WHAT IS BEING ASKED: Exact copies of all records below are needed.

SUPPLIED DATA:
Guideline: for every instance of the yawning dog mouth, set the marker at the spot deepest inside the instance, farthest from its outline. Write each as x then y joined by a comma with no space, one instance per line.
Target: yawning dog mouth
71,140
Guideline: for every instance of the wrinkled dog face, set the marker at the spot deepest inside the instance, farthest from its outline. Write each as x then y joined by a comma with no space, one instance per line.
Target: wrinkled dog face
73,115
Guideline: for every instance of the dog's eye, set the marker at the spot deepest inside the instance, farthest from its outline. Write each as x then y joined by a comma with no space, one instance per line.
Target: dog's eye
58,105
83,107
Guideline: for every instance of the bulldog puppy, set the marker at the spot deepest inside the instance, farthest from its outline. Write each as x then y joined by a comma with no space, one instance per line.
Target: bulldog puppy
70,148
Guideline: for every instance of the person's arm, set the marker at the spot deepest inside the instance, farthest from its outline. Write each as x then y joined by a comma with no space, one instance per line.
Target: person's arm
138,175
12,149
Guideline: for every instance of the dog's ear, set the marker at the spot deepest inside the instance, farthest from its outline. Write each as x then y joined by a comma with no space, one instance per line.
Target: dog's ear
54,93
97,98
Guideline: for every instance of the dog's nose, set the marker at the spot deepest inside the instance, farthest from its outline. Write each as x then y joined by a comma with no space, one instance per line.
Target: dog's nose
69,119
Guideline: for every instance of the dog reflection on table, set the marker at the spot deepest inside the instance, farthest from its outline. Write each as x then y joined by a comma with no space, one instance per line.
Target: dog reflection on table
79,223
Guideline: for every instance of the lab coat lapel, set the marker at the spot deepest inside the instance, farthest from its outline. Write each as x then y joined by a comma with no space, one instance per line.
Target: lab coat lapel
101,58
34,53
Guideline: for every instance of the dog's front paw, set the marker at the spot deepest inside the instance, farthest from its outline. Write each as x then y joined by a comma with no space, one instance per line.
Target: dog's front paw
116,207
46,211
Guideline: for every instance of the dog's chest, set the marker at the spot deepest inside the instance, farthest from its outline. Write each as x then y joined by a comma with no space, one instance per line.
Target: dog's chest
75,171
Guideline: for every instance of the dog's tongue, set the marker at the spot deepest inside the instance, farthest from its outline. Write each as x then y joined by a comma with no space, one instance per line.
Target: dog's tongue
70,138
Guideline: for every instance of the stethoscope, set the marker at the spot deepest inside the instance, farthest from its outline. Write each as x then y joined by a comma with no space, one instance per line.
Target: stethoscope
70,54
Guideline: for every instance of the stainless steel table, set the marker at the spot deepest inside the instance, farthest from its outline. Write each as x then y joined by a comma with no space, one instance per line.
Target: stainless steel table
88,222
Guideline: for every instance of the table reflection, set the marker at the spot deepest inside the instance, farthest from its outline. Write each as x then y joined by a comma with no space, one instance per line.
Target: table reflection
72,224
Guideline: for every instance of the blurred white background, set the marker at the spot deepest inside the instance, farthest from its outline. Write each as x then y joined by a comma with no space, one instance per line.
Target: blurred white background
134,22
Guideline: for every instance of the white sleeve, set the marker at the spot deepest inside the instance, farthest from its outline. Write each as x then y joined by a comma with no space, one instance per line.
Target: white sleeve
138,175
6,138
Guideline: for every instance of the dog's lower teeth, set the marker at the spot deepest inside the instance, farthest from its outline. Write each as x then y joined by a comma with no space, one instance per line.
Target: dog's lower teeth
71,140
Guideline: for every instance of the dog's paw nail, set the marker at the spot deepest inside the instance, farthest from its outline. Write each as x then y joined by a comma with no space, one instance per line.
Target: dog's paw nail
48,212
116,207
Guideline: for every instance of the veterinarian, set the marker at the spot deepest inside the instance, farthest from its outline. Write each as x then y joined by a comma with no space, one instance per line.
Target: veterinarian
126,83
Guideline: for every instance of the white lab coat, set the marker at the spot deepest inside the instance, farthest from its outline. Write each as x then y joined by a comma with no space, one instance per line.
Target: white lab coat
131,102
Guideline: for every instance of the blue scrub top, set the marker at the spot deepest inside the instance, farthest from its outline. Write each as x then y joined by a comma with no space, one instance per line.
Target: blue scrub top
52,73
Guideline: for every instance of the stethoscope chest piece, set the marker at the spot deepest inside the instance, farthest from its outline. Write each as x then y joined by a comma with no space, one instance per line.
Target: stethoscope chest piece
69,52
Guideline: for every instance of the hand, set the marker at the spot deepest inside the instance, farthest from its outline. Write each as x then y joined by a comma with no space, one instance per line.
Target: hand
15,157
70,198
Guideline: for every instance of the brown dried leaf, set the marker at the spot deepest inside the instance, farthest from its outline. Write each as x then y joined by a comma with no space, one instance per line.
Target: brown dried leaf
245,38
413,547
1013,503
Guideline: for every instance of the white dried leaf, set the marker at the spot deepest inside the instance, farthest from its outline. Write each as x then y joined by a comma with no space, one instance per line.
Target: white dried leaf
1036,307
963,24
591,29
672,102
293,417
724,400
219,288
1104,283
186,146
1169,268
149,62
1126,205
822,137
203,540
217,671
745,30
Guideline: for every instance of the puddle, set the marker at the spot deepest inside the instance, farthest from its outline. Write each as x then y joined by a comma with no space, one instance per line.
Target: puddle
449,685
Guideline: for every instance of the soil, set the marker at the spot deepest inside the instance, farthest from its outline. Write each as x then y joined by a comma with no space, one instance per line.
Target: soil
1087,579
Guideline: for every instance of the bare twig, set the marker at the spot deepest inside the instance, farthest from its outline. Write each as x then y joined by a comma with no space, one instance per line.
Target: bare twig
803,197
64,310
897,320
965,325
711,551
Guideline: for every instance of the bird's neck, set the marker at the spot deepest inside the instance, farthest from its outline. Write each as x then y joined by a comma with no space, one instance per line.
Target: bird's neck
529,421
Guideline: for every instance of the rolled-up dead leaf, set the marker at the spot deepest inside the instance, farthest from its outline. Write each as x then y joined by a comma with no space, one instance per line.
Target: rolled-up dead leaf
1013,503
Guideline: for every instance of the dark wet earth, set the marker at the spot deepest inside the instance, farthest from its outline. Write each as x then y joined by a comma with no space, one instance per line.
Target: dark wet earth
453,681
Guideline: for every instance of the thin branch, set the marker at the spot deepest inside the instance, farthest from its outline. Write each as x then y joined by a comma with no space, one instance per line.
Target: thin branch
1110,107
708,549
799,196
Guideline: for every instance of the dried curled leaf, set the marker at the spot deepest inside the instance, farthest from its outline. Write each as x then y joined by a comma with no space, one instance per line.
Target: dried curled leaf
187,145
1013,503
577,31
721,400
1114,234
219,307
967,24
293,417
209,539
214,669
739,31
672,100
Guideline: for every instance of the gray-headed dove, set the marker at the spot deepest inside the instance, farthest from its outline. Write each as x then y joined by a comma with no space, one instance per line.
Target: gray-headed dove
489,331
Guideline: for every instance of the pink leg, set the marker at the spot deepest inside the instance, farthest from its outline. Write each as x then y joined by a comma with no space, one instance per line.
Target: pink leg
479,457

SOLVED EXERCISE:
Guideline: for every instance of the yawning dog mouth, set the marker at the spot deepest inside the instance, farthest from its outline. Write each as x then y joined by a comma with no space, one instance per line.
Target: yawning dog mouth
71,140
Guideline: for every instance of the wrinkled dog face, set the marker at the spot deepest inside the instance, farthest from its outline. Write each as x then y joined by a comma with no space, one instance per line.
Target: wrinkled dog face
73,115
Guideline: for every instance of the dog's eye, set the marker at the spot deepest inside the instance, farthest from its outline. Write each as x then y joined by a comma with no space, one instance per line.
Target: dog's eye
58,105
83,107
Guideline: for every instance of the bulldog puppy, set the marker at the spot deepest inside the instance, farthest from its outline. Write each as x then y joined by a comma with no space, one instance per line.
Target: bulldog puppy
70,148
Guideline: for every instance of the person's arm, set the marker at the spot deepest inside the instance, farthest from its outline. Write each as x then y joined by a comma with no space, one instance per line.
Target: person's arm
138,175
12,149
Guideline: for every instance of the dog's ear, set the marker at the spot deepest inside the instance, farthest from its outline. Write each as x then y joined by a comma with no space, one instance per line.
Target: dog's ear
54,93
97,98
Guideline: for every instance of the dog's nose, set the marker at the spot deepest inside the instance, farthest from its outline. Write each as x then y joined by a comma with no space, one instance per line.
Target: dog's nose
69,119
Guideline: for every instance of the dog reflection on table, set the marker at the spot deepest inside the instance, farthest from its outline. Write each as x then y joined by a comma with no space, one instance per line.
Target: dog reflection on table
79,223
Guideline: for every instance of the lab coat lapel, set the marker at the spot deepest inside the instance, farthest from its outline. Write each as x then y joined by a comma with no space, one instance per line.
Target: lab coat lapel
101,58
34,53
Guideline: for every instance of the dog's front paw, set the marker at the spot deepest inside the instance, farthest from its outline. Write each as x then y joined by a comma with no space, one instance per line.
Target: dog's front paw
116,207
46,211
Guideline: for every instance of the dog's chest, set the marker at the spot deepest inside the instance, farthest from its outline. Write each as x then y joined by a comma with no space, one instance per line.
Target: dog's chest
75,171
Guideline: for every instance of the dog's tongue, set the marker at the spot deepest inside the instance, farthest from its outline. Write each as x then y joined by a comma with no space, one instance per line.
Target: dog's tongue
70,138
Guideline: for every instance of the stethoscope, set the marker at the spot deepest inside the instance, farthest from its outline. Write each as x then y joined by a comma with no space, one instance per line.
Target: stethoscope
70,54
Guideline: for every instance of the stainless steel table, set the marker at the spot deepest inside the instance, farthest from its outline. Write each as x then y joined by a comma with no space, one instance per line.
Target: stainless steel table
88,222
Guideline: for every instance of the table reflection, set the marker at the spot deepest inside the instance, farthest from its outline. Write each as x then y joined by a comma with no space, one instance per line.
Target: table reflection
72,224
Guideline: for every instance of the blurred white background, set the marker at the spot deepest inside the instance, farthest from its outline. Write each as x then y joined by a comma with no space, one instance per line.
Target: blurred white background
134,22
Guideline: for every instance of the white sleeve, set the marker at the spot deepest inside the instance, farthest from its outline. Write each as x then y joined by a comma with no space, one instance per line.
Target: white sleeve
138,175
6,138
Guideline: for every instance of the dog's lower teeth, set the marker at the spot deepest inside the instance, farthest from its outline. Write each as x then y joined by a comma with no space, one instance per line.
Target: dog's lower teeth
71,140
Guideline: for every instance of the dog's paw nail, set the marker at the spot deepest inside the instance, farthest from its outline. Write each as x then y joined by a comma with no space, one instance per line.
Target: dog's paw nail
48,212
116,207
Guideline: for every instance of the veterinarian, set the marker at the spot deepest inside the instance, farthest from its outline. Write each as x then y joined by a comma with no space, one instance per line.
Target: veterinarian
126,83
Guideline: for every instance of the white lab coat, set the marker at the spot deepest inside the instance, farthest from its outline. Write each as x then y joined by a comma with no space, one instance per line.
Target: white lab coat
131,102
Guideline: for every instance of the blue scrub top, set the marker at the spot deepest inside the instance, farthest from its outline. Write each as x then y joined by a comma with no space, one instance per line.
Target: blue scrub top
52,73
Guideline: for every instance of the stethoscope chest piece, set the marker at the spot deepest inside the instance, farthest from its outline. Write each as x then y joined by a comma with no space, one instance per line.
Target: stethoscope chest piece
69,52
Guideline: for every instance of the hand, set the marker at the spot deepest inside the instance, farthest from its outline. Write each as x then y joined by a comma with no space, one instance per line.
Target: hand
15,157
70,198
Guideline: for every instance of the brown dried leaf, set the marker at the spot deepest inside the instance, farthest from its outline. Write each as x then y joined by a comma with no space, one instance per line.
Target: brown dried leaf
245,38
413,547
1013,503
Guideline: for every instance of the white dried leaf, set the marker at the spot deepest inside the instance, farthest from its outline. Write each as x then y joined by a comma with no space, one instance per line.
Target: white dried leaf
1036,307
963,24
591,29
672,102
293,417
724,400
219,288
1104,283
186,146
1169,268
149,62
1126,205
822,137
203,540
217,671
745,30
Guideline: for every instance of the puddle, set the marker at the spot deepest inside the instance, farthest from its outline. Write each as x then y joined by a comma with no space, one instance per line.
Target: puddle
449,685
Guideline: for every instance of the soil, set the marker at the spot deepest inside the instance, farthest from its outline. Write each as x then y joined by a comma with no space, one instance per line.
Target: soil
1087,579
Guideline: for every instance of the bare twig, set the marker at the spot deepest inside the instance, farthest from its outline. Write each as x then y joined by a comma with no space, one instance per line.
Target: bare twig
803,197
64,310
897,320
965,325
711,551
Guideline: for every instance of the bird's neck, set the marker at the spot deepest inside the instance, farthest from its outline. Write each as x then y joined by a comma with no space, one instance per line.
Target: bird's neck
529,421
Guideline: for every instance of the rolled-up dead leaf, set the marker at the spot deepest inside the instance, farthest from its outline. Write each as x then y joined by a comma with no space, one instance per line.
Target: rolled-up dead leaf
1013,503
Guideline: for every instance of the dark wet earth, set the marker at the spot deepest inside the instance, farthest from its outline. Write each as x then y joined by a comma with no space, one instance per line.
Target: dark wet earth
453,681
Guideline: for every instance of the thin branch, set the marker at the spot deepest inside the instance, farthest from its outline. Write each as x then y joined by a comma with no space, one instance per line.
Target: thin branch
1110,107
708,549
799,196
Guideline: for every instance of the dried curled leaf, set the marker at the spot deepest inside the instance, farthest from its outline. Write each as x then y joined by a comma with no space, one instance per line.
Target: dried curled leaf
187,145
1013,503
577,31
721,400
1114,234
219,307
967,24
293,417
209,539
214,669
739,31
672,100
Guideline: for every instance of the gray-headed dove, set the marker at the spot deepest inside the instance, farthest from its outline. Write each as x then y joined by a comma with no space, one instance per line.
Target: gray-headed dove
489,331
Guideline: for every instance of the pink leg, set the marker at the spot deepest inside the instance, farthest from its outline. Write each as x then y joined by a comma with no space, one instance per line.
Target: pink leg
479,457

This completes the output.